• LISTED RECORDS:
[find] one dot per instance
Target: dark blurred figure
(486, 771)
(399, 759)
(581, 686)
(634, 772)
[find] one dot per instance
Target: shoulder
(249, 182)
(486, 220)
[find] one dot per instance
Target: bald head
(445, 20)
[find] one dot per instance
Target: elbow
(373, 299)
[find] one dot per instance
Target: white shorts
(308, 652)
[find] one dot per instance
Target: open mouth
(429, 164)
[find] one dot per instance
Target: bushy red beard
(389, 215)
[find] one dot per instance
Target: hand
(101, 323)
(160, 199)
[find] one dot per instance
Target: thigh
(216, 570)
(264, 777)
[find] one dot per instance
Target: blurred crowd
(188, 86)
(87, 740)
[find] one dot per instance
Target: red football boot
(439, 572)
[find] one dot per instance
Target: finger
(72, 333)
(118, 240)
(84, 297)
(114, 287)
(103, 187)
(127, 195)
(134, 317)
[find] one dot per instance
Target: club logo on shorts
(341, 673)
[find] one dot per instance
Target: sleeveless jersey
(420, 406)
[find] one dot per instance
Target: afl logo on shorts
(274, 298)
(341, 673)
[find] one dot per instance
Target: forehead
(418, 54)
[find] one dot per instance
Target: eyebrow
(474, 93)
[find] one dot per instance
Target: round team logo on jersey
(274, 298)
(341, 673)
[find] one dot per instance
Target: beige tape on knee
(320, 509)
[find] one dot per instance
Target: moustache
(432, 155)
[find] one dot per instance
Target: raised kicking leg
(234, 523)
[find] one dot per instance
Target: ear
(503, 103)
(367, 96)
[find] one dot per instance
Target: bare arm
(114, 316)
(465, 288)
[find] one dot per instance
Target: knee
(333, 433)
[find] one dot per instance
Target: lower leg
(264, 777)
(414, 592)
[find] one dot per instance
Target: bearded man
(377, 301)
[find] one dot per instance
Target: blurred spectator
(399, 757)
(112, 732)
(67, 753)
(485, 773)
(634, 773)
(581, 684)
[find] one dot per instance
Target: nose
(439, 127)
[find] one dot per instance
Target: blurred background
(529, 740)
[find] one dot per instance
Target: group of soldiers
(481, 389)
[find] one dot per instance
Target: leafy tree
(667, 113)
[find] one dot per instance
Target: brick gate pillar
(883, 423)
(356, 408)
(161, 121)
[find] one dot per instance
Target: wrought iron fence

• EXERCISE REQUIREMENTS: Copy all the entries verbatim.

• SOLUTION FOR THIS EXERCISE:
[find] one dot per instance
Target: dark blurred figure
(486, 771)
(399, 759)
(581, 686)
(634, 772)
[find] one dot per instance
Target: shoulder
(249, 182)
(486, 220)
[find] one dot per instance
Target: bald head
(445, 20)
[find] one dot per instance
Target: elbow
(373, 299)
[find] one dot per instance
Target: white shorts
(308, 652)
[find] one dot per instance
Target: open mouth
(429, 164)
[find] one dot per instance
Target: bushy red beard
(389, 215)
[find] one dot per instance
Target: hand
(101, 323)
(160, 199)
[find] one dot per instance
Target: thigh
(216, 570)
(264, 777)
[find] one dot per instance
Target: blurred crowd
(188, 86)
(87, 740)
[find] one dot per instance
Target: red football boot
(439, 572)
[find] one dot per instance
Target: finger
(72, 333)
(118, 240)
(84, 297)
(114, 287)
(103, 187)
(127, 195)
(134, 317)
[find] one dot per instance
Target: club logo on shorts
(341, 673)
[find] one dot per instance
Target: sleeveless jersey
(420, 406)
[find] one dot per instance
Target: afl logo on shorts
(274, 298)
(341, 673)
[find] one dot per instance
Target: forehead
(418, 54)
[find] one dot per instance
Target: eyebrow
(474, 93)
[find] one dot per instance
Target: round team logo on jersey
(274, 298)
(341, 673)
[find] one dot per instance
Target: beige tape on knee
(320, 509)
[find] one dot per instance
Target: moustache
(432, 155)
[find] one dot per instance
Target: raised kicking leg
(234, 523)
[find] one dot per instance
Target: ear
(503, 103)
(367, 96)
[find] one dot per instance
Target: bare arm
(114, 316)
(465, 288)
[find] one dot per instance
Target: knee
(333, 433)
[find] one dot per instance
Target: lower leg
(264, 777)
(414, 592)
[find] one dot per instance
Target: bearded man
(377, 301)
[find] one dot per instance
Target: blurred spectator
(399, 757)
(112, 732)
(67, 753)
(485, 773)
(634, 773)
(581, 684)
[find] one dot per instance
Target: nose
(439, 127)
[find] one dot per instance
Target: blurred background
(529, 740)
[find] one dot per instance
Target: group of soldiers
(481, 389)
[find] one dot per instance
Target: leafy tree
(667, 113)
[find] one dot per instance
Target: brick gate pillar
(883, 423)
(356, 408)
(161, 121)
[find] one dot per instance
Target: wrought iron fence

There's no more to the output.